Task statement => According to the reading text on academic freedom, what did Urofsky v. Gilmore (2000) declare?
-- START OF Reading text --
It is difficult to suggest that institutions of higher education and their professors

cannot lament the erosion of academic freedom if they have not defended academic

freedom when it is challenged. To a great extent, the complexities of legal issues

impacting higher education institutions, including academic freedom, suggest that such

institutions and their professors should rely upon their institutional attorneys to identify

and defend against challenges to academic freedom. However, the arrival of attorneys at

higher education institutions is a relatively recent phenomenon, and the reliance upon

such attorneys to unilaterally defend a long-established and enduring right such as

academic freedom has risks (Ingels, 1987).

For example, if college and university attorneys are unfamiliar with the academic

freedom landscape they may not readily recognize the challenges to academic freedom

that may exist. Urofsky v. Gilmore (2000) declared that individual professors have no

right to academic freedom, yet the relative silence in the higher education legal

community following the ruling is telling. Even if such attorneys dismissed the court’s

conclusions as aberrational, they cannot ignore the dramatic shift in the jurisprudential

discourse, and the potential transformation in the academic freedom landscape.
-- END OF Reading text --
-- START OF Data rows --
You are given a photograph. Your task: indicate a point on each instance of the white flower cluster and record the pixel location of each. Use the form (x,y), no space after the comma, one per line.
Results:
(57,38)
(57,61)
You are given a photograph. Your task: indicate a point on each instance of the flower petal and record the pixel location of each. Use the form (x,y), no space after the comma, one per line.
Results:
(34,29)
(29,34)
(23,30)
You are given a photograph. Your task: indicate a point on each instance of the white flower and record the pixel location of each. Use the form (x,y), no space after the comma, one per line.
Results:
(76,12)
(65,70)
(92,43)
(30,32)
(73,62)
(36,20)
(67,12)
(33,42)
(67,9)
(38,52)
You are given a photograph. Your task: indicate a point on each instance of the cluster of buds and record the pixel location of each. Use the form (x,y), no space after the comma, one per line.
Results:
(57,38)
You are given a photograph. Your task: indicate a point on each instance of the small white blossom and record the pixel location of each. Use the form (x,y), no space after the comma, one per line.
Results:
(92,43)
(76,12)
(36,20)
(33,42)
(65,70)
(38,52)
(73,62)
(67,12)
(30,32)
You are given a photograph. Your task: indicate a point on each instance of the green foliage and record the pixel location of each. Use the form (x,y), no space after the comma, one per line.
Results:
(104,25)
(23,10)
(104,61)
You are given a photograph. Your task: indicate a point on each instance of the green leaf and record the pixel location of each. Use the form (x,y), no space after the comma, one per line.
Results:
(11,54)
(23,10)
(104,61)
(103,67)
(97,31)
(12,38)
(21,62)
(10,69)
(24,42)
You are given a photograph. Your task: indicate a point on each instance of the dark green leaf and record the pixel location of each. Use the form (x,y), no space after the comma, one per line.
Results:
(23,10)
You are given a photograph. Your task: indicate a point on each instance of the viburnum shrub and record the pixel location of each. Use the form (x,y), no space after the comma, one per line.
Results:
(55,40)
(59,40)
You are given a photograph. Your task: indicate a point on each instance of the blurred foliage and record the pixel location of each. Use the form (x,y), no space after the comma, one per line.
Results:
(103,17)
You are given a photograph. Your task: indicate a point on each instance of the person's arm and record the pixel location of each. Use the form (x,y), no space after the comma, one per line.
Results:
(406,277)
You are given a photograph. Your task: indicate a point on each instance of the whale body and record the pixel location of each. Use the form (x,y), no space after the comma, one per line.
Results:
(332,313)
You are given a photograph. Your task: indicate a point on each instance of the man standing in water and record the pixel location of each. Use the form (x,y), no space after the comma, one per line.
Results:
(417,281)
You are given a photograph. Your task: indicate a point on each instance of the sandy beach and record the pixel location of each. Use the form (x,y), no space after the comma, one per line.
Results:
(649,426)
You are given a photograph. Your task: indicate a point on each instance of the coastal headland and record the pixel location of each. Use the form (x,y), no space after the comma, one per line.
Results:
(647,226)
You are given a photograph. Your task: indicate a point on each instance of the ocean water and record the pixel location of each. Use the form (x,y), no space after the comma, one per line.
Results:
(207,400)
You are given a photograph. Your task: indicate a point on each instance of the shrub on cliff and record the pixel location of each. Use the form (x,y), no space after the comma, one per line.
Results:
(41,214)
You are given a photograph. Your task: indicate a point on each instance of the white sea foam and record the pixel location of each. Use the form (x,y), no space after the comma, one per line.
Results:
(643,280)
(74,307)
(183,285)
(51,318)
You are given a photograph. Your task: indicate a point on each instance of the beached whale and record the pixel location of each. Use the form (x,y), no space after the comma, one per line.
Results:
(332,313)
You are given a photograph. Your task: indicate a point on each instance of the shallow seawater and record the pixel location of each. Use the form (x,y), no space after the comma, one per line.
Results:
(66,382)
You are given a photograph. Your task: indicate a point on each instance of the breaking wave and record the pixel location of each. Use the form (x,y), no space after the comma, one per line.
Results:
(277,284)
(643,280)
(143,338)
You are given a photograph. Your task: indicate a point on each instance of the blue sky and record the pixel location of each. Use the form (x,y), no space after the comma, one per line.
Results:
-- END OF Data rows --
Completed task => It declared that individual professors have no right to academic freedom.